Object pointing dataset rows
**********
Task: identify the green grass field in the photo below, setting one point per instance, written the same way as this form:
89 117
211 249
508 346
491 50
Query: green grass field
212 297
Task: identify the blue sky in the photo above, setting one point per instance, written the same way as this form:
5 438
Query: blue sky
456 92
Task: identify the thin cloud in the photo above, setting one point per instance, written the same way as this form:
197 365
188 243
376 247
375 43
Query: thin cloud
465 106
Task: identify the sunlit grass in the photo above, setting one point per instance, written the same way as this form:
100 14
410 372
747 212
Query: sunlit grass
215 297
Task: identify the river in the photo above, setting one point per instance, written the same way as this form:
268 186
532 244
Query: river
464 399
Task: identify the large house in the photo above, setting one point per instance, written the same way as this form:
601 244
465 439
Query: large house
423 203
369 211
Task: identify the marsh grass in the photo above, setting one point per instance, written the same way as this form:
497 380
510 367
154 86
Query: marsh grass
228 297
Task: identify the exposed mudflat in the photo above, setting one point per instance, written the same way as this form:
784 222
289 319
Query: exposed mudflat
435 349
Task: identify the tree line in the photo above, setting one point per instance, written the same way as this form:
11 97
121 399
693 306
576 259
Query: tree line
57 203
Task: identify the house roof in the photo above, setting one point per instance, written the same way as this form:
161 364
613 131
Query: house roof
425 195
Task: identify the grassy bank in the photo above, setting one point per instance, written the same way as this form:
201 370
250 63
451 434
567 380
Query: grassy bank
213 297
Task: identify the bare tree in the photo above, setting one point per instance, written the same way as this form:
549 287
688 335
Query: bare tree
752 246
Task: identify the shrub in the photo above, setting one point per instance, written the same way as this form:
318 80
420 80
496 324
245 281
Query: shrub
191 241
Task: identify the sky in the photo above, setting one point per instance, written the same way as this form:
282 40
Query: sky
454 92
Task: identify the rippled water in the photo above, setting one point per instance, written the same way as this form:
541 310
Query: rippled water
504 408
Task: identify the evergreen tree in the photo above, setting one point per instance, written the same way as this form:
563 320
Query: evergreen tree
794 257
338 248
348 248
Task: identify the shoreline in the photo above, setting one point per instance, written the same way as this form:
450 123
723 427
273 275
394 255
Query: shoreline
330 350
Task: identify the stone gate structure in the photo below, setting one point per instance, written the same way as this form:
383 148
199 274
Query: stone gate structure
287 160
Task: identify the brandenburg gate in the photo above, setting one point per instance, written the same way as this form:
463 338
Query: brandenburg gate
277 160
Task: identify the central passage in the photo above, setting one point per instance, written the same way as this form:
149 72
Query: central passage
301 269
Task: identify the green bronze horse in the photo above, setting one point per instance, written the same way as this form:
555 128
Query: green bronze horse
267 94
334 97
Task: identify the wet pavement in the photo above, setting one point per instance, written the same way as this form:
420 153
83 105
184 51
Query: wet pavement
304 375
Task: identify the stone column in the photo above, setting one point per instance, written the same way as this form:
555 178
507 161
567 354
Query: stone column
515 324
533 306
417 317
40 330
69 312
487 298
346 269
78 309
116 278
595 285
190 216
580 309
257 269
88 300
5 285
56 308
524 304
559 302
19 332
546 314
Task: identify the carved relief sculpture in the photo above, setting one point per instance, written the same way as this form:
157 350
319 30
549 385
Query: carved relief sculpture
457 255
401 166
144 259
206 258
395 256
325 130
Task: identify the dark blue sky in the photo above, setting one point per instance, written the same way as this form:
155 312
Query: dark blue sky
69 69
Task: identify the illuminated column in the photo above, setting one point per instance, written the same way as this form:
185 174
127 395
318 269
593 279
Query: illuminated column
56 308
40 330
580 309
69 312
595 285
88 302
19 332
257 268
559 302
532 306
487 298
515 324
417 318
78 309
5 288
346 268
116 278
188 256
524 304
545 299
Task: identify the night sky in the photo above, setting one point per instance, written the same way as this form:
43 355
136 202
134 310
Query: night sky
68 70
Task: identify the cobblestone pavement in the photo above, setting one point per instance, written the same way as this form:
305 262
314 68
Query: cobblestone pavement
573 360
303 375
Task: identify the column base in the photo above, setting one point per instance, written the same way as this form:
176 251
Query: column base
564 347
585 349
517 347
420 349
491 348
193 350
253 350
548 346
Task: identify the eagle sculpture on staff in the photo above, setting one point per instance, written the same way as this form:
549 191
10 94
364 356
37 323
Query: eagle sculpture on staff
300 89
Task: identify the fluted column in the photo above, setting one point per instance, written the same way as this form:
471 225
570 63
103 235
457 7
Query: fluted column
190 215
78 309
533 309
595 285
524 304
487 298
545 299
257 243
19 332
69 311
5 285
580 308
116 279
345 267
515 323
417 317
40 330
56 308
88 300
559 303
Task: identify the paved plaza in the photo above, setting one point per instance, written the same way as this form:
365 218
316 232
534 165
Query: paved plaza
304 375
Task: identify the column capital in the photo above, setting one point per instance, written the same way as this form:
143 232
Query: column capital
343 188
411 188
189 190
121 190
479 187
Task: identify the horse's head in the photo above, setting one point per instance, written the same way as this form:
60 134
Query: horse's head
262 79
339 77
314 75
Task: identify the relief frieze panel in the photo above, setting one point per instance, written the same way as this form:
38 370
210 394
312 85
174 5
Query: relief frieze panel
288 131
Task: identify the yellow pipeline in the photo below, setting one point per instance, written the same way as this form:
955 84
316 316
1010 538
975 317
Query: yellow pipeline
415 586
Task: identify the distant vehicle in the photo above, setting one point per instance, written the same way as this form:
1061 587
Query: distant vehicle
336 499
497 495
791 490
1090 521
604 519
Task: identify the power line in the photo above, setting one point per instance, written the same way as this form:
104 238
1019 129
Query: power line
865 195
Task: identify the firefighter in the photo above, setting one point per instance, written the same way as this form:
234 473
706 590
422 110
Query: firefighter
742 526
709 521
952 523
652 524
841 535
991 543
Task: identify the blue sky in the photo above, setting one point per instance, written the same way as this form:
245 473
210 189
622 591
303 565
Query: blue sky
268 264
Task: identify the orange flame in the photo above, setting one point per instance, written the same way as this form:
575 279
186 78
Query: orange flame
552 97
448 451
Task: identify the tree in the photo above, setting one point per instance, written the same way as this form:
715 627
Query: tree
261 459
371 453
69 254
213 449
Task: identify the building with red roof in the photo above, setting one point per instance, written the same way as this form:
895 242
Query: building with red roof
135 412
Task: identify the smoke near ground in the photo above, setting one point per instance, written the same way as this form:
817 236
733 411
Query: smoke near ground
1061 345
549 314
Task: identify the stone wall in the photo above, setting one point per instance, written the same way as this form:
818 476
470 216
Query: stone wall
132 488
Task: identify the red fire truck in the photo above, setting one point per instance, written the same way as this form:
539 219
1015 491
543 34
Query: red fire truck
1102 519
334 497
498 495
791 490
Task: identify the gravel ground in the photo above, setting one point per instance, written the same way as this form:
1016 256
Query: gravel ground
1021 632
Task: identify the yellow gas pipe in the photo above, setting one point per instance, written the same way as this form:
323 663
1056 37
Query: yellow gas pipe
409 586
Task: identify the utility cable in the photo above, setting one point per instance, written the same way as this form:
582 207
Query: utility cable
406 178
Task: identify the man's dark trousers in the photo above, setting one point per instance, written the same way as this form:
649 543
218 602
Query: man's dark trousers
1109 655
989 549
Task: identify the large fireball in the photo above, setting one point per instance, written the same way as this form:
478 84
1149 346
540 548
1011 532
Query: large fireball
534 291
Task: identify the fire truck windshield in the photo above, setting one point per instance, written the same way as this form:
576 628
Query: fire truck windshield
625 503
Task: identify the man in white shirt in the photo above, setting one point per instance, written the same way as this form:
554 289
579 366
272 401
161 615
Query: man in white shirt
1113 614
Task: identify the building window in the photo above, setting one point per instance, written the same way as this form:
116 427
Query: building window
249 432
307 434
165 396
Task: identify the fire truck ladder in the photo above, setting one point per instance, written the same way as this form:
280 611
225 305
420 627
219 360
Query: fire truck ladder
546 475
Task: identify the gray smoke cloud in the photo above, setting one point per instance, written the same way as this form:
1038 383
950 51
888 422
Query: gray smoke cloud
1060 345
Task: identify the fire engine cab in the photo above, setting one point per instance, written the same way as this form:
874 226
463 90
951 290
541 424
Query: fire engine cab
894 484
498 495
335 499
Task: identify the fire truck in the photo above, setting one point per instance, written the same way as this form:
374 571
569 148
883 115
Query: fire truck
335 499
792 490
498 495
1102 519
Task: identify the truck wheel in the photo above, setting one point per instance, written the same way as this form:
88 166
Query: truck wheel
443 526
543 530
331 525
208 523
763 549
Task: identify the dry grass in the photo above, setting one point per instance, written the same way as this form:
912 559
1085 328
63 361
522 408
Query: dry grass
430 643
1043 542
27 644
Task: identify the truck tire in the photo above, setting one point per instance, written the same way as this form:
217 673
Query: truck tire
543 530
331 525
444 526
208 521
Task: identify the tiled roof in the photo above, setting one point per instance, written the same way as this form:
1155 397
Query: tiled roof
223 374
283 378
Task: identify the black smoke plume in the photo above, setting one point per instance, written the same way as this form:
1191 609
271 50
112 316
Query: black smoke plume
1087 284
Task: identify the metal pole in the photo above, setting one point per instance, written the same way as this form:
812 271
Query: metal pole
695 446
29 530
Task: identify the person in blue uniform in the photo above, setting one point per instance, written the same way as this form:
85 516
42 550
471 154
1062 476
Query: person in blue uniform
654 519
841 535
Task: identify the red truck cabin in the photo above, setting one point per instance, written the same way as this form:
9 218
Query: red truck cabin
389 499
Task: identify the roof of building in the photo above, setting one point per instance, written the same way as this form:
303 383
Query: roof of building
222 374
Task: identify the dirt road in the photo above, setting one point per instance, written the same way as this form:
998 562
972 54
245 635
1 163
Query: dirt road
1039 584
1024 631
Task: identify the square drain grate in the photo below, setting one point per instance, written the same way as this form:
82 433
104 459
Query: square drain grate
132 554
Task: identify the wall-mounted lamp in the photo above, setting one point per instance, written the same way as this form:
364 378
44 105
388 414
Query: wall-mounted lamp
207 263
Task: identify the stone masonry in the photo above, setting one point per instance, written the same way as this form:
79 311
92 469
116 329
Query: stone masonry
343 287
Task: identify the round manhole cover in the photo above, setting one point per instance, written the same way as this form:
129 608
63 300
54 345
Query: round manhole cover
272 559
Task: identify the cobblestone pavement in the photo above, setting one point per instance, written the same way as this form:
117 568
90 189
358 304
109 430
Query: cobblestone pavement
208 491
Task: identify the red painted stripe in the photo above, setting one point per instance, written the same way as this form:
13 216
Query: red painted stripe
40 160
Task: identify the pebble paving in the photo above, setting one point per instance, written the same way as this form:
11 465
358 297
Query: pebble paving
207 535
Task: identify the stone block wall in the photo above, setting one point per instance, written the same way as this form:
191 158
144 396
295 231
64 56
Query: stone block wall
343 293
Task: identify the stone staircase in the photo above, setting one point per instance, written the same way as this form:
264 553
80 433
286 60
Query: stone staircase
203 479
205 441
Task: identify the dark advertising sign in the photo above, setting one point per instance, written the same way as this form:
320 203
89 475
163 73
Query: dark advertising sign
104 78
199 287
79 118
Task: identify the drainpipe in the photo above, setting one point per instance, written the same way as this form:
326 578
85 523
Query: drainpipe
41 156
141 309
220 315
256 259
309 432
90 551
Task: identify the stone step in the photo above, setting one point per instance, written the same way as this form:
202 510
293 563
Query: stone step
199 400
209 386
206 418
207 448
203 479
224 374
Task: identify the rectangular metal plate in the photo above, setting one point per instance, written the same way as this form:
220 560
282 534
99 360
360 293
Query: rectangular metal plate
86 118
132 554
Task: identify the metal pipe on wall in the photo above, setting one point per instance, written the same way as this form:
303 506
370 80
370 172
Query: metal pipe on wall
**********
- Exercise requirements:
Extract, exactly as they appear, the lines from the one containing "Task: identify the red painted" through the final line.

- Result of the task:
Task: identify the red painted stripe in the photo above, setting one point per instance, written the same way as this form:
13 216
Query: red painted stripe
40 160
Task: identify the pebble paving in the photo above, setting one point per instance, written the same way as this form:
11 465
358 297
Query: pebble paving
207 535
Task: identify the stone block wall in the photo above, setting one point per instance, written the same way as this form:
191 158
144 396
295 231
64 56
Query: stone block wall
343 293
Task: identify the stone staircase in the photo above, setting one point per instance, written the same way as this form:
264 553
80 433
286 60
Query: stone staircase
203 479
205 441
Task: identify the dark advertising sign in the photo above, setting one point per instance, written the same way as this form:
320 203
89 475
163 73
Query: dark advertising sign
104 78
199 287
79 118
Task: identify the drainpipe in the photo above, setting one point per instance, written the same way as this form:
326 578
85 523
Query: drainpipe
41 156
141 309
220 315
256 259
309 432
90 551
Task: identify the stone step in the photo above, setting one point per instance, written the same way as this form:
202 510
293 563
Query: stone step
199 400
209 386
206 418
207 448
203 479
224 374
Task: identify the rectangular metal plate in the photo above, setting one point per instance, written the same way as this form:
220 560
282 534
99 360
360 293
Query: rectangular metal plate
86 118
132 554
Task: identify the metal pipe on wall in the photo above, setting one point per instance, written the same way as this form:
303 506
370 80
370 172
Query: metal pipe on wall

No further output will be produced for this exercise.